EXERCISE GOAL:
In the blog post on why people love their country, about how long had Italy been a single state by the time Mussolini took over?

PAGE EXTRACT:
Kill Your Idols III: Why You Love Your Country, Research Time, 09/08/2017

So things got away from me a little bit yesterday. It happens sometimes. Part of the experimental nature of the blog. I think I swung a little too fast and loose from the very abstract to the straight-up historical. Then I think I swung back again.

In 800 words. That’s what I call whiplash.

Freedom to say what you wish and turn back the most monstrous ones
with the light of truth. A society that allows you this fosters the
strongest patriotism.
Let’s talk history, and what we can learn from history. What Antonio Gramsci learned from the history that just got him thrown into prison. One more pass.

For Lenin to win out in the Russian revolution, all he needed to do was break the aristocracy. More accurately, take advantage of a breaking aristocracy.

For Gramsci to win out in an Italian revolution, he would have needed the following sectors and interest groups of his country to collapse simultaneously. 1) The aristocracy; 2) All the other political parties; 3) The business and merchant elite; 4) The social democratic trade unions; 5) The military; and the fraying of all the friendships and professional bonds across all these groups and institutions.

I should also mention that an Italian revolution would have needed to unite a drastically divergent regionalism in a country that had only been a single state for about 40 years by the time Mussolini took over.

That’s what I mean by redundancy in a society’s networks. There’s a special relationship in democratically-governed states, which gives an extra strength to those networks. Democracy.

All of popular culture – or at least enough of it to be unavoidable – gets consumed by political discussions. Party alliances, policies, philosophies, the place of your country in the world, the place of you as a citizen in your country.

We must have the right to yell. There's no more powerful human
freedom.
The process all ends with this massive public ritual of the vote – you mail your ballot or mark one at a live location, then everyone gathers around the media of their choice to watch the results. The aggregate of all those ballots actually determine who occupies important government jobs.

All those conversations about politics – both among people and from government and institutional sources – serve a major purpose. They disseminate and accustom people to the public morality of representative democracy.

It’s the most impressive way to earn legitimacy for your state institutions – actually get them involved in discussions about how those institutions should be run. In a democracy, you’re free to have conversations that let off steam in public about your frustrations with the government. As well, you feel like your ideas can contribute in some small way to how your government is run.

That’s the foundation of a powerful personal investment in your government. When you have this emotional connection to the state, you feel like you’re part of it, and it’s part of you. The state matters to you when you can participate in its work and decision processes. Even if ordinary citizens can’t do that much, just that small amount builds so much love and loyalty.

Even if you’re offering a better idea than any of the options the state has available, that loyalty is seriously difficult to overcome. Maybe even impossible. Democracies never fail when citizens feel like they can take part.

Rows from a collection:
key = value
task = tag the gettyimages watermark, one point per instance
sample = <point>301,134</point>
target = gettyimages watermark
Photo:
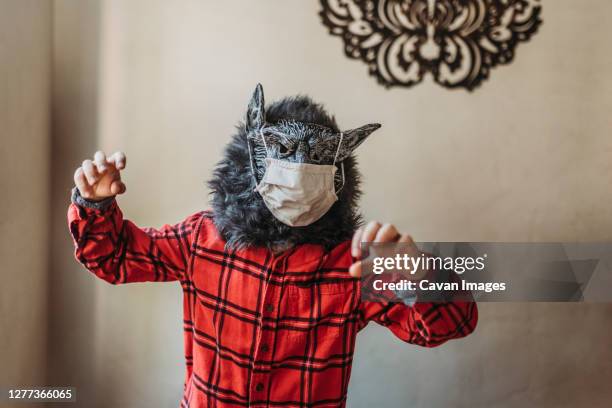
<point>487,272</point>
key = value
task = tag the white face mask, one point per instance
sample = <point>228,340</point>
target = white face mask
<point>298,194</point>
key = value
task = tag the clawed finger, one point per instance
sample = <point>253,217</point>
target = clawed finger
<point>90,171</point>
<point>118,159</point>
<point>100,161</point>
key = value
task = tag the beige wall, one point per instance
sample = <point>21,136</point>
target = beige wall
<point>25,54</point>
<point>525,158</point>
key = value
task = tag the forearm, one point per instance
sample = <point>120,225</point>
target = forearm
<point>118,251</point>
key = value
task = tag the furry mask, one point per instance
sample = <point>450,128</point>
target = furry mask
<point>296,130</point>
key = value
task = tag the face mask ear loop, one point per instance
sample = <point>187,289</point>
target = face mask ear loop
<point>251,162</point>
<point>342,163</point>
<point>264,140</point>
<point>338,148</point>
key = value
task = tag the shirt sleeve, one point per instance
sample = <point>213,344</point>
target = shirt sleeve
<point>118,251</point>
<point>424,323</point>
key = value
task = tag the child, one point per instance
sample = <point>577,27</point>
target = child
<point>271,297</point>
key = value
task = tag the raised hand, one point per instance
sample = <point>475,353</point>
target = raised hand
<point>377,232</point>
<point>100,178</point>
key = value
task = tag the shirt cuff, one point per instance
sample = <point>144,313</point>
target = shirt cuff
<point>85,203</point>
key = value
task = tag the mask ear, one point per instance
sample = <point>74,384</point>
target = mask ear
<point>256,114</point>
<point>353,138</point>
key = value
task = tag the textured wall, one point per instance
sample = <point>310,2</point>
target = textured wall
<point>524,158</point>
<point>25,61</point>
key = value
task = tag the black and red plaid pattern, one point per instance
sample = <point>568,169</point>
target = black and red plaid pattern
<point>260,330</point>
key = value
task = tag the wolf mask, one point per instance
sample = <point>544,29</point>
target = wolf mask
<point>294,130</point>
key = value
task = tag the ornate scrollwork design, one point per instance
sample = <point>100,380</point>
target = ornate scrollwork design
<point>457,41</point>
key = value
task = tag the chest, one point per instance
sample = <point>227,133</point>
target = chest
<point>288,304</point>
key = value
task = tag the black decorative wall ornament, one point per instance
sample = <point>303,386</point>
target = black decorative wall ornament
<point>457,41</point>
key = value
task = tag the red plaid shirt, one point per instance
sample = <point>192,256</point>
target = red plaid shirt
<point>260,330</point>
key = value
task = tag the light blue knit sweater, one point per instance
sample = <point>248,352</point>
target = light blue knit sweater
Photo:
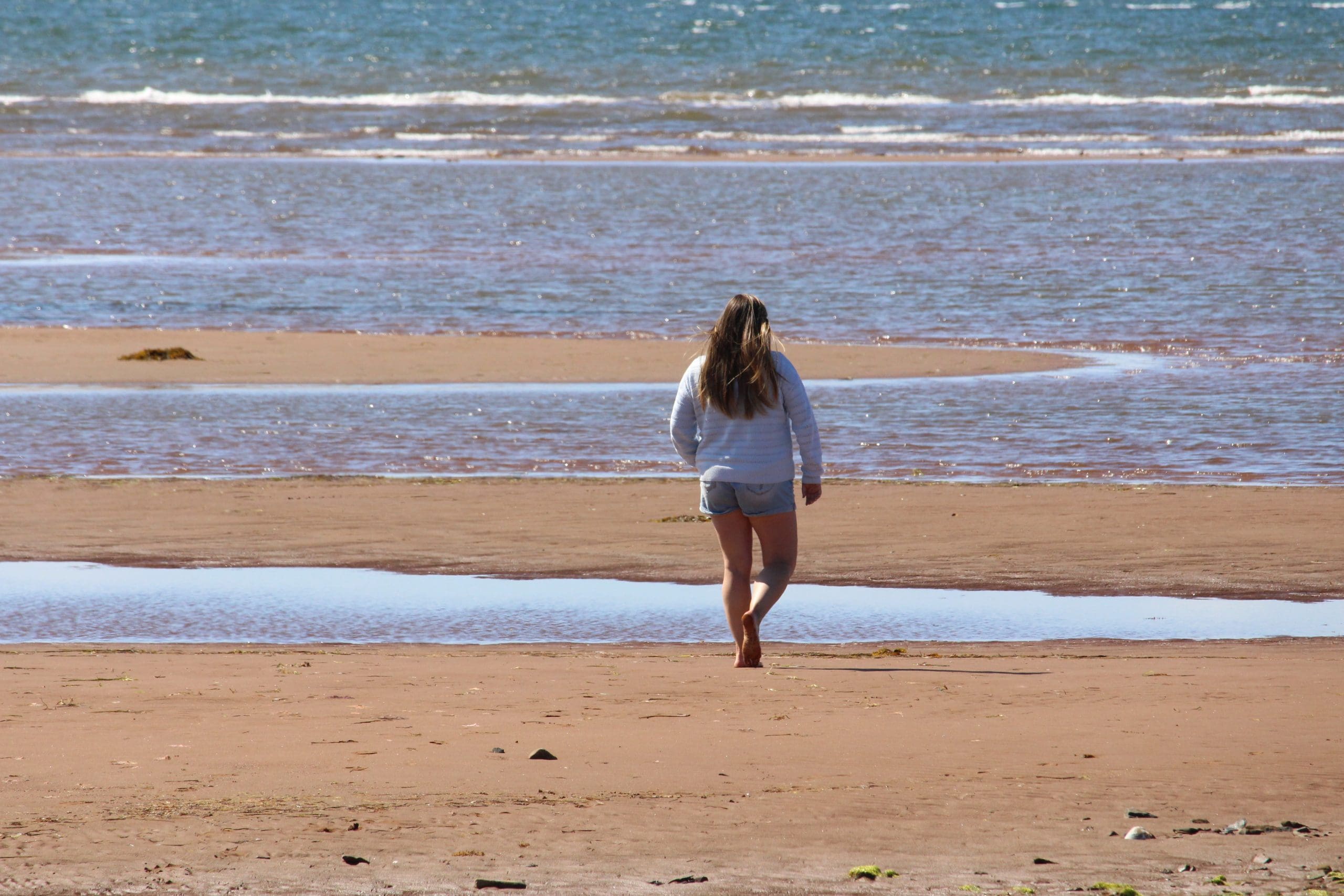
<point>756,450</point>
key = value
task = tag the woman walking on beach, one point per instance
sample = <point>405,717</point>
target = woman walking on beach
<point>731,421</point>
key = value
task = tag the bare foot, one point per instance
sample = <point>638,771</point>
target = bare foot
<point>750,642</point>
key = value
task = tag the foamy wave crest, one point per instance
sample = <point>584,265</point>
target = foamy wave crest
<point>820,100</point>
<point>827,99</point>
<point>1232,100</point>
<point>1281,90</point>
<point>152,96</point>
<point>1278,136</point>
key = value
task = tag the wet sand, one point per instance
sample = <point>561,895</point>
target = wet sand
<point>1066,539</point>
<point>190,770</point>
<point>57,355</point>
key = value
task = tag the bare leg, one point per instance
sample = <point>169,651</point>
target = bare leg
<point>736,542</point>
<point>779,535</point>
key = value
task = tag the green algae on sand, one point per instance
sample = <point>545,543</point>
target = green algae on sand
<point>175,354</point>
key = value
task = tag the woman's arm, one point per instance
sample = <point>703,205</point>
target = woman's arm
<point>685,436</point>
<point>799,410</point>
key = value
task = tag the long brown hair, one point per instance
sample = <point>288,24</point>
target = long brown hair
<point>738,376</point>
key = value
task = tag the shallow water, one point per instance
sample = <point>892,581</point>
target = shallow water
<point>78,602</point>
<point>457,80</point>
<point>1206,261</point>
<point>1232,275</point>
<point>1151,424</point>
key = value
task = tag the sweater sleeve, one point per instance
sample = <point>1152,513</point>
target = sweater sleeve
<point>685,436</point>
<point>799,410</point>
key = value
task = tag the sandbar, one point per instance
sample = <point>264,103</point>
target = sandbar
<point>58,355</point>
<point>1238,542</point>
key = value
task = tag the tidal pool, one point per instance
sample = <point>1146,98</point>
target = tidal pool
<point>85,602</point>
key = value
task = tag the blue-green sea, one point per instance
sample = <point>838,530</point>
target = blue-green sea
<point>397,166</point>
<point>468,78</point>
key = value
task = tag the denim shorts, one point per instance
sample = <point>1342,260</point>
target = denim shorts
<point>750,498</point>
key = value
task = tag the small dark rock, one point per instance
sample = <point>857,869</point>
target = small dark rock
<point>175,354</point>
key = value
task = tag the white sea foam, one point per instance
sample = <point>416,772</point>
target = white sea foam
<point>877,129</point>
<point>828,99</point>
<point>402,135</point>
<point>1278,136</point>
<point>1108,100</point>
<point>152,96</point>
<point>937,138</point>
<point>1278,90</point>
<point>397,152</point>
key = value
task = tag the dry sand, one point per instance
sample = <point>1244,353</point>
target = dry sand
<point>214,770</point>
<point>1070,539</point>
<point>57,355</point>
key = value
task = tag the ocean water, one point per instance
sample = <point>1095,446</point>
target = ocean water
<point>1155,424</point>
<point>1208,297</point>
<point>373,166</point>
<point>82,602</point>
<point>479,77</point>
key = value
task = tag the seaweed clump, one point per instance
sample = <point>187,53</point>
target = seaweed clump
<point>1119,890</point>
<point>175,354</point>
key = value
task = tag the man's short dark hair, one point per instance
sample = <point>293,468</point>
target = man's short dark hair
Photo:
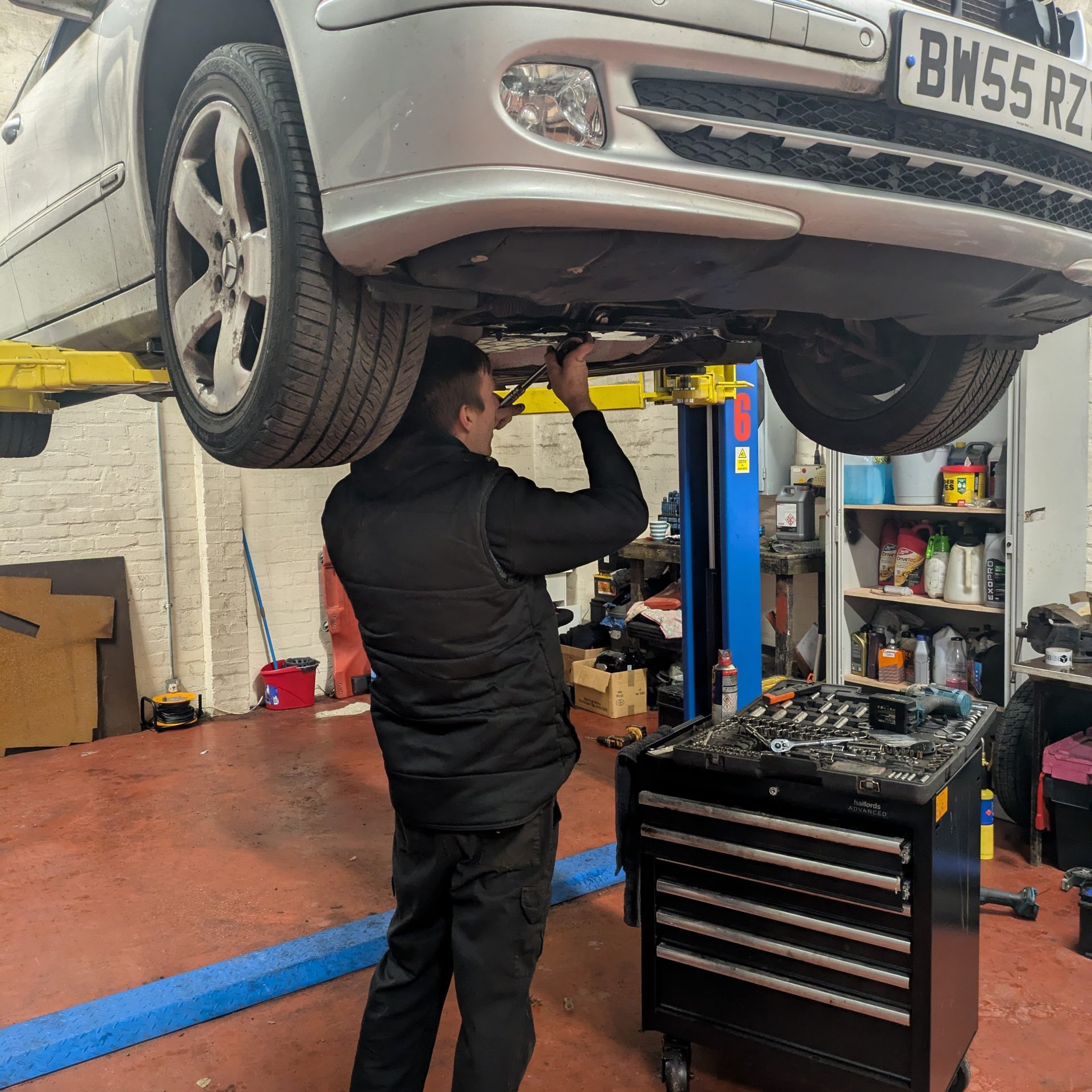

EXERCISE RESPONSE:
About 40 years.